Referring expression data
- - - -

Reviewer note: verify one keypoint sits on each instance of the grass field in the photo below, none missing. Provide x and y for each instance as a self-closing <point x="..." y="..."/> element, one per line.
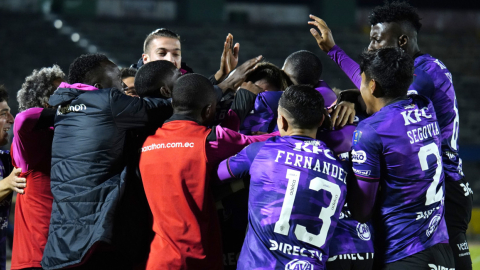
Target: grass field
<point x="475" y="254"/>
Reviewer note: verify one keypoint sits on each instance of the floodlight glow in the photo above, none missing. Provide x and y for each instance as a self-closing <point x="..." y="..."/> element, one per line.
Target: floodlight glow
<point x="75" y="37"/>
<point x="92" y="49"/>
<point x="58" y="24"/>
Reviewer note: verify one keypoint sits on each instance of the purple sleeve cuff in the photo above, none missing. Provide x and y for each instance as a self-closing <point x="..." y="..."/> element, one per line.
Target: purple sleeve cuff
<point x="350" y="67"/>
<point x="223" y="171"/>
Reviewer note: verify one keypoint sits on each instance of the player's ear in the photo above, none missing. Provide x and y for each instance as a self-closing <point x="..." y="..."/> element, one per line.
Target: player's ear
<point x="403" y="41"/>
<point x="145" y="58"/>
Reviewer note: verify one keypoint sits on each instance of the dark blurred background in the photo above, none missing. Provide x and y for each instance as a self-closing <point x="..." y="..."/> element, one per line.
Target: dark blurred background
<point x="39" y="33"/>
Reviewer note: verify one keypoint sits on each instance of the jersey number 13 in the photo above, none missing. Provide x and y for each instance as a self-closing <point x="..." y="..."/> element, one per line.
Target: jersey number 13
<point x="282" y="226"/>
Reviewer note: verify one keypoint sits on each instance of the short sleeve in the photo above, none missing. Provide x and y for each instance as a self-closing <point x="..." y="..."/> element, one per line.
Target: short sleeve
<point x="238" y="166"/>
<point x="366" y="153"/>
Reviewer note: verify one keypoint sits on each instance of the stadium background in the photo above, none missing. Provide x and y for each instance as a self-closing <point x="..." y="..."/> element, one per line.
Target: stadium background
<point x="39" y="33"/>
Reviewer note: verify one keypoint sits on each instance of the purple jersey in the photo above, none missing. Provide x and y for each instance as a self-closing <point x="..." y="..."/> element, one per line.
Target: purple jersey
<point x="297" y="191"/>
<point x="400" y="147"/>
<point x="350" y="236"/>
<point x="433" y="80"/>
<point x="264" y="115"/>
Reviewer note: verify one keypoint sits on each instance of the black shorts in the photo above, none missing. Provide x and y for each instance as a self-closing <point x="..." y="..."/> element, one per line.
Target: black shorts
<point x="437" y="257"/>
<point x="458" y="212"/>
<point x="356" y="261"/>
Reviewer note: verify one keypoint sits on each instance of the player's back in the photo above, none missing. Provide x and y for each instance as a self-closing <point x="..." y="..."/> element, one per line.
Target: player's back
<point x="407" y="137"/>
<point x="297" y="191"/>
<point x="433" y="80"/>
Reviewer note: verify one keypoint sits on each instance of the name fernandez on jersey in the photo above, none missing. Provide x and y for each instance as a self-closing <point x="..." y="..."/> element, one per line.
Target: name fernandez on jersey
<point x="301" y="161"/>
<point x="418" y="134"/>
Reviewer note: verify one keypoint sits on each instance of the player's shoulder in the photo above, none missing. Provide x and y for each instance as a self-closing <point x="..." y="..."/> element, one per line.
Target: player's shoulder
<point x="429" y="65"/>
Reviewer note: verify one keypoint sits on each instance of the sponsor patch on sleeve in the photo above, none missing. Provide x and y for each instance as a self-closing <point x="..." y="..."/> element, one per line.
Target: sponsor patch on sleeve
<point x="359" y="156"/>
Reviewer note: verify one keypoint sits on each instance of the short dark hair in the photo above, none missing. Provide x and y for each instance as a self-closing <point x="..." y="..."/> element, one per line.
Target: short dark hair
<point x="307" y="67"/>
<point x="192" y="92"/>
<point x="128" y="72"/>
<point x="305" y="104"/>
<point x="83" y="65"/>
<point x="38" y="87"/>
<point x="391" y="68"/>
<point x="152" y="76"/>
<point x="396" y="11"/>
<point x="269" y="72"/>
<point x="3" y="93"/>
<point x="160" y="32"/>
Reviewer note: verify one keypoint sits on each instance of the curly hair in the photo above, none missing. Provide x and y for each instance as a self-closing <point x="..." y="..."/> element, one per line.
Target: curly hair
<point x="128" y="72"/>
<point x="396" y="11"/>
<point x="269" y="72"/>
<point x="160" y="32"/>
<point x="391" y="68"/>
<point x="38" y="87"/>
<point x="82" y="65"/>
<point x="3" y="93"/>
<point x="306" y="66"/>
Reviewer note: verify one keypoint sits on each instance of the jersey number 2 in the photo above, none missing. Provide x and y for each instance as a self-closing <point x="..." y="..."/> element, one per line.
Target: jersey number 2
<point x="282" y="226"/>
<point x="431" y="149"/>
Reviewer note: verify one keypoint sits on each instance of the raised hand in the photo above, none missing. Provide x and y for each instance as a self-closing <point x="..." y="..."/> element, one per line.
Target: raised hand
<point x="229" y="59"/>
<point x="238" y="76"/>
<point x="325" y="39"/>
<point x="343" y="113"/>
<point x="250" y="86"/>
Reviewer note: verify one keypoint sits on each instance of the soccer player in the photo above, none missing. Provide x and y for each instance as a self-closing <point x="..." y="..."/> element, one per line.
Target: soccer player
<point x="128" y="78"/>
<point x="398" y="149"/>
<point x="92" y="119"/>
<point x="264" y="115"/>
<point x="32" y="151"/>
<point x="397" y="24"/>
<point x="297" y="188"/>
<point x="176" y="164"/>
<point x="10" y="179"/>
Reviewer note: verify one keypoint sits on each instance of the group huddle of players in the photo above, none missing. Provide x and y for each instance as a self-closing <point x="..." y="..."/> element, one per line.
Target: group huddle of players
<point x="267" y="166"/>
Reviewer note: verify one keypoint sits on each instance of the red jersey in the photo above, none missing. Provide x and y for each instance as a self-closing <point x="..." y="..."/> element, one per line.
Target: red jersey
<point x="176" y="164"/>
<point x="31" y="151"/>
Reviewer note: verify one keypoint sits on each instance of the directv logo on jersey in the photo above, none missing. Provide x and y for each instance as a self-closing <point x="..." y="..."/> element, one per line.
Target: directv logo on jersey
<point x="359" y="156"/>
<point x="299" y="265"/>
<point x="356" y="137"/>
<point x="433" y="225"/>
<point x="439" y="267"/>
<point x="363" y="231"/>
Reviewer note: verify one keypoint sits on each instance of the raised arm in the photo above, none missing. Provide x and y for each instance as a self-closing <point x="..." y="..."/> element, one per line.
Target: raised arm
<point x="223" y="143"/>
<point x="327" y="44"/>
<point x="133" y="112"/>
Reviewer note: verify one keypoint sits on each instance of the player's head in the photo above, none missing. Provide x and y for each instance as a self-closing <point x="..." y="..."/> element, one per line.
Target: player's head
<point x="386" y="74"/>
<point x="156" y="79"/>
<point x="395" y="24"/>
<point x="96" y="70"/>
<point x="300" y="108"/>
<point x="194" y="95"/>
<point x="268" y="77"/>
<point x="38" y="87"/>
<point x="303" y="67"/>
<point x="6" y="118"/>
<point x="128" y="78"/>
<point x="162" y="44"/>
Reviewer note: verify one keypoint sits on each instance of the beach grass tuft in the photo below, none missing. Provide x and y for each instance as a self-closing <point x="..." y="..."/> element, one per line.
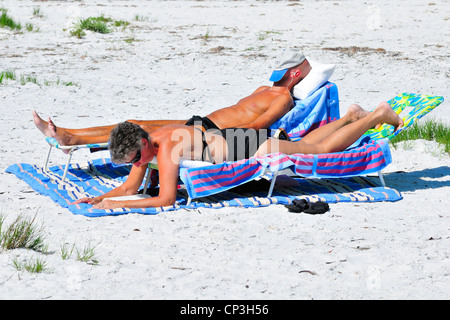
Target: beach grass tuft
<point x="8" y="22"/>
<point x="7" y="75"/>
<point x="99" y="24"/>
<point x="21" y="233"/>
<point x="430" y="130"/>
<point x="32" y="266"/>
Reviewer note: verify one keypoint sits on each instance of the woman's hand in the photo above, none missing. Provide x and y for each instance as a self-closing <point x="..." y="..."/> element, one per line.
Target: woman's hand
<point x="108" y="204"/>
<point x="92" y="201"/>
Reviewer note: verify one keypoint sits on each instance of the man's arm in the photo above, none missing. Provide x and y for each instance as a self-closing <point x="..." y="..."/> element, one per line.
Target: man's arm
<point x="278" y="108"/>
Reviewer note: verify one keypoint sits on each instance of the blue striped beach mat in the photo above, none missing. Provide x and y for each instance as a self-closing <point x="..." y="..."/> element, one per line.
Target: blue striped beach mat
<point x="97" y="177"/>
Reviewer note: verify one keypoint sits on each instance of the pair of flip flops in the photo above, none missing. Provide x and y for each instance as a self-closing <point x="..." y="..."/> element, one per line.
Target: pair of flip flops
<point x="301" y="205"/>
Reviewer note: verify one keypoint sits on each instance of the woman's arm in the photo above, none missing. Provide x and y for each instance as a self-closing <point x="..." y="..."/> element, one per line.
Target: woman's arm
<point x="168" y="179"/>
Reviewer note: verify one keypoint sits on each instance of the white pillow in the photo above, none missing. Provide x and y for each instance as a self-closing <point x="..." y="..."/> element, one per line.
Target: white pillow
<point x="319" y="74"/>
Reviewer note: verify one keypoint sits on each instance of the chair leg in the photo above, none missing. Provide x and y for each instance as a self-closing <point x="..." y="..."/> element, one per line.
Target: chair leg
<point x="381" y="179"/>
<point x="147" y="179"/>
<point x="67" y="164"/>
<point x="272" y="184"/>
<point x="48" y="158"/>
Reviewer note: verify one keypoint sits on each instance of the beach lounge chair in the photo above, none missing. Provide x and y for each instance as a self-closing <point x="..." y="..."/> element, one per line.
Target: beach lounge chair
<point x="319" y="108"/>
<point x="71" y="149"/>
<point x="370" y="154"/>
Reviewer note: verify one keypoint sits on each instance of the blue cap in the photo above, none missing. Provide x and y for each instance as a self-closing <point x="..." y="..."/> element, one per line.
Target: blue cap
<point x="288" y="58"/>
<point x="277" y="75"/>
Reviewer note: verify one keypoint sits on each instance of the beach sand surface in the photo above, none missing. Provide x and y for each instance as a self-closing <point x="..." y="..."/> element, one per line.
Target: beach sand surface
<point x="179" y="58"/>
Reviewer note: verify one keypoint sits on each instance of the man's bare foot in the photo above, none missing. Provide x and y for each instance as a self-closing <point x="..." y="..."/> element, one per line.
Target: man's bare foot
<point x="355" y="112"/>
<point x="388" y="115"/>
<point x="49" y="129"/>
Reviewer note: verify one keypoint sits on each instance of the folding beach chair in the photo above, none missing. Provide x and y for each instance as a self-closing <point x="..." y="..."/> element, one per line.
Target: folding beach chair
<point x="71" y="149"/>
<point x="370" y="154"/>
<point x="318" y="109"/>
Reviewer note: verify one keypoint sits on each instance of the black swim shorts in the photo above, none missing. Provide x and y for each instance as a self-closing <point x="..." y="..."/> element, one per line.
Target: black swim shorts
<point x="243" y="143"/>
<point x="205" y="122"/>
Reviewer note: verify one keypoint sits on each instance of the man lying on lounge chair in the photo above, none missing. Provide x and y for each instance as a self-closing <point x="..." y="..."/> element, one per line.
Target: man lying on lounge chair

- - - -

### What needs to be done
Wherever a line in the records contains the word "below", copy that line.

### Solution for this problem
Reviewer note: verify one keypoint sits on each instance of the grass field in the photo below, none missing. Provide x and y for each instance as a self-closing <point x="..." y="..."/> element, one per line.
Reviewer note: verify one keypoint sits on each instance of the beach grass tuft in the photo below, none missing. Provide x and y for each instance as a self-closing <point x="..." y="..."/> element, one per line.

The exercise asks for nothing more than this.